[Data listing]
::::::::

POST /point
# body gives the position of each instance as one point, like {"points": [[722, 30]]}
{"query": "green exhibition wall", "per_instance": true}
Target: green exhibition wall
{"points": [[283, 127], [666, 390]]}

::::::::

Your goal :: Present the entries above as a two-column CSV with the headers "input" and "output", one row per entry. Put each entry's text and its answer in a single quoted field each, and replace line breaks with spaces.

Answer in full ::
input,output
"POST /point # body gives the position of each instance as one point, like {""points"": [[722, 30]]} {""query"": ""green exhibition wall"", ""per_instance"": true} Target: green exhibition wall","{""points"": [[283, 127], [666, 390]]}"